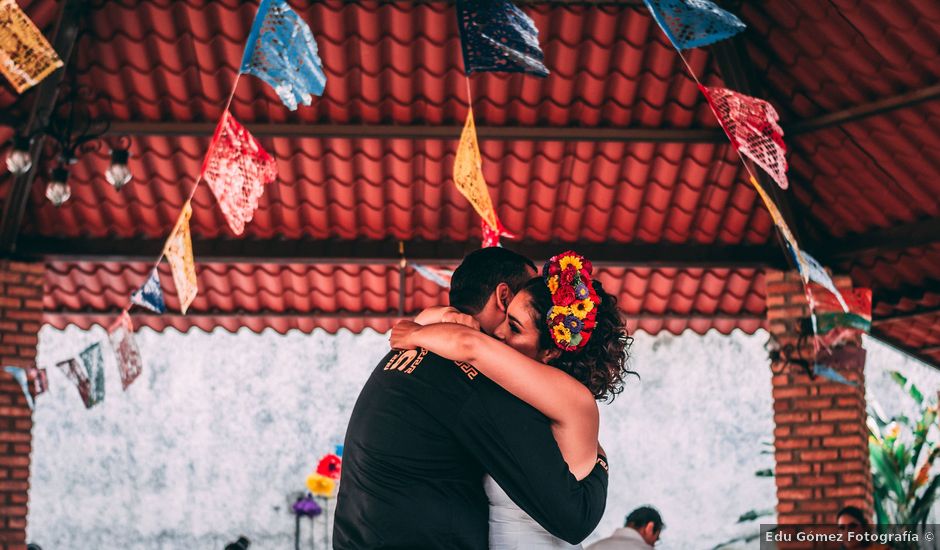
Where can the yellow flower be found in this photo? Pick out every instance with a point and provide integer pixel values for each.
(553, 283)
(559, 310)
(321, 485)
(581, 308)
(565, 261)
(893, 430)
(562, 334)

— Activity —
Exactly as written, copy the entries above without their pictures.

— Your solution —
Where can the yellow flower be found in this photo? Pick out every instance with a point and provide integer pixel values for each.
(553, 283)
(559, 310)
(321, 485)
(581, 308)
(565, 261)
(893, 430)
(562, 334)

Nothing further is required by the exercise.